**Prompt**
Copy all of the following data line for line, without changing anything.

**Supplied material**
○ ○ ○ ○ ○ ○ ○

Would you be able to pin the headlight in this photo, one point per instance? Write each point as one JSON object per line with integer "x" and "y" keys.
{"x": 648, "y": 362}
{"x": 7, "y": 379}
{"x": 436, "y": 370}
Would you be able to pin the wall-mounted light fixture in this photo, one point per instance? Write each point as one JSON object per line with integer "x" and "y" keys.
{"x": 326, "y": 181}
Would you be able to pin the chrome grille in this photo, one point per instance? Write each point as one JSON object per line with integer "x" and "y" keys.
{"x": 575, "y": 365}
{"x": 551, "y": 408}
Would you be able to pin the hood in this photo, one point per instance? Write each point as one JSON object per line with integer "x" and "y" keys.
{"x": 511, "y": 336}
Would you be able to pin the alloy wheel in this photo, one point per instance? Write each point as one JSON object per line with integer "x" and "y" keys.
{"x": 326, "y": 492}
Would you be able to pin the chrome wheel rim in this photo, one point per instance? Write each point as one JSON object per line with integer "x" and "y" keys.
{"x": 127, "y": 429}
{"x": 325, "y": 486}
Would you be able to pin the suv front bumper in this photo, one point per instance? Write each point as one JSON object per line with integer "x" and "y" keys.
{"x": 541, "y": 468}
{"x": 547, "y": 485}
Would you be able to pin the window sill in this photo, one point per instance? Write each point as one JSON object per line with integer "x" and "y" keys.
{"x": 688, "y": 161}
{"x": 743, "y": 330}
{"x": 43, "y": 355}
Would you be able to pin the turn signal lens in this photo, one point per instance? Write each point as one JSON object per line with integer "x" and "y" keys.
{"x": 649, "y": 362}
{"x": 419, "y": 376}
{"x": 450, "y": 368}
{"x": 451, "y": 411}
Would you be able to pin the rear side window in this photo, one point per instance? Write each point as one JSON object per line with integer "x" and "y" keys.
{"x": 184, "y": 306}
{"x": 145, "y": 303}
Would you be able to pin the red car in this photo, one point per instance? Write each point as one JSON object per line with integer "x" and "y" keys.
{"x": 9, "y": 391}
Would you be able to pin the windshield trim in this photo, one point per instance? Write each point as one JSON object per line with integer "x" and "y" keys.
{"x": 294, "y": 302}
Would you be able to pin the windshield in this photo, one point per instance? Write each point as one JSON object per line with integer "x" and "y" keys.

○ ○ ○ ○ ○ ○ ○

**Answer below**
Would you be able to pin the headlight in this photo, one point per instance? Write each point as one JSON object per line with integer "x" and "y" keys.
{"x": 648, "y": 362}
{"x": 7, "y": 379}
{"x": 436, "y": 370}
Would you be able to pin the wall-mounted light fixture in this photo, one point per instance? Write each point as one JSON object per line with integer "x" and "y" keys.
{"x": 326, "y": 181}
Would you be able to pin the chrome grille in this photo, one point per instance? Write each point as one JSON object per line with integer "x" and "y" keys.
{"x": 575, "y": 365}
{"x": 551, "y": 408}
Would you be able to pin the hood in this photo, one point per instance? Write each point as one JSON object per line with integer "x" and "y" keys.
{"x": 511, "y": 336}
Would you be able to pin the alloy wheel in this photo, one point per instance? Write each point as one JSON object per line with integer "x" and "y" keys.
{"x": 326, "y": 492}
Would you be able to pin the chrome wheel rim in this photo, one point per instance? Write each point as one JSON object per line with integer "x" and "y" keys.
{"x": 127, "y": 429}
{"x": 325, "y": 486}
Would you be able to pin the suv front bumper in this photo, one point per instance? Write each point as one JSON object per line with integer "x" and "y" keys.
{"x": 541, "y": 468}
{"x": 547, "y": 485}
Would you be able to pin the window sill in this photo, one point per instance? Write each point as one JSON object per line with integer "x" and "y" keys.
{"x": 688, "y": 161}
{"x": 743, "y": 330}
{"x": 43, "y": 355}
Would you be able to pin the turn signal lens in this photo, one point per instance? Write each point as one JSON object per line with integer "x" and "y" keys.
{"x": 649, "y": 362}
{"x": 419, "y": 376}
{"x": 450, "y": 368}
{"x": 451, "y": 411}
Would you be able to pin the rear side window in this photo, one point per instance? Write each point as one JSON object per line with integer "x" and "y" keys.
{"x": 184, "y": 306}
{"x": 145, "y": 303}
Would you be able to pin the red car in this photo, one point per instance? Write each point as one JSON object per line with integer "x" and "y" keys.
{"x": 9, "y": 391}
Would you be able to pin the windshield trim in this photo, one point per instance? Write each point as one JSON object per line with integer "x" and "y" keys.
{"x": 294, "y": 302}
Would you be able to pin the windshield in this photo, one point per instance? Write each point as one JSON object per line with integer "x" and "y" keys.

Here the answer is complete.